Entries taken from a collection:
-*-*-

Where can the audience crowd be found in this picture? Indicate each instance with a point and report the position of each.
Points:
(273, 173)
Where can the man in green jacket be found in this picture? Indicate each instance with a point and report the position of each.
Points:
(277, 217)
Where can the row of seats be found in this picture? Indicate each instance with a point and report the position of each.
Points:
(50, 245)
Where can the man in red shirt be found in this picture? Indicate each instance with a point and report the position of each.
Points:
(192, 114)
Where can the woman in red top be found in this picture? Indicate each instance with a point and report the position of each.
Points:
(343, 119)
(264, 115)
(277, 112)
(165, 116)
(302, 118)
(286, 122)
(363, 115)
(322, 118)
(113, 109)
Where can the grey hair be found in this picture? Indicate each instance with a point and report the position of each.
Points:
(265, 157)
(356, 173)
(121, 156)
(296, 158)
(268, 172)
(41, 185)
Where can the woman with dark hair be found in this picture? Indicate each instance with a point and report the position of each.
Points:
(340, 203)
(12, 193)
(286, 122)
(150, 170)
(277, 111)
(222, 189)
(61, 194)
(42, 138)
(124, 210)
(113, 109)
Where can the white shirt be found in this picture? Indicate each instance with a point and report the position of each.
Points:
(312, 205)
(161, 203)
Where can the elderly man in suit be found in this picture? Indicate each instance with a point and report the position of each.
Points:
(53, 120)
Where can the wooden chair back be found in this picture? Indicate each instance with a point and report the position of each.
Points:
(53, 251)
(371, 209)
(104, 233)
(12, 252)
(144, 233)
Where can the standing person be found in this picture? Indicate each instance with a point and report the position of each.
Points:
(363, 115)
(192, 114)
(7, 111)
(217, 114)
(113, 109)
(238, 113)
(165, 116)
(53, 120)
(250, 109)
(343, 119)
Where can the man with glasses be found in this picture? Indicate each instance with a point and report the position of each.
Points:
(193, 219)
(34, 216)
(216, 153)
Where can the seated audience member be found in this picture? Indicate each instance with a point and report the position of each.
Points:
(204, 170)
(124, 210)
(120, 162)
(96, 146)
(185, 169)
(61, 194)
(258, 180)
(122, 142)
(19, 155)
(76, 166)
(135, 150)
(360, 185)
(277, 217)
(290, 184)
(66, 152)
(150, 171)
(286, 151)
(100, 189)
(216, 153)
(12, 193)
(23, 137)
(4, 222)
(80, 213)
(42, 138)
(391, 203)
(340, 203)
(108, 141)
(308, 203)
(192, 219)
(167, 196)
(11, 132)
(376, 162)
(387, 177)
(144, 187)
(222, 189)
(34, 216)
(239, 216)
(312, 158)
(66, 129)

-*-*-

TASK TO CARRY OUT:
Look through the entries above and count each line holding "woman"; report the count alone.

RESPONSE BOX:
2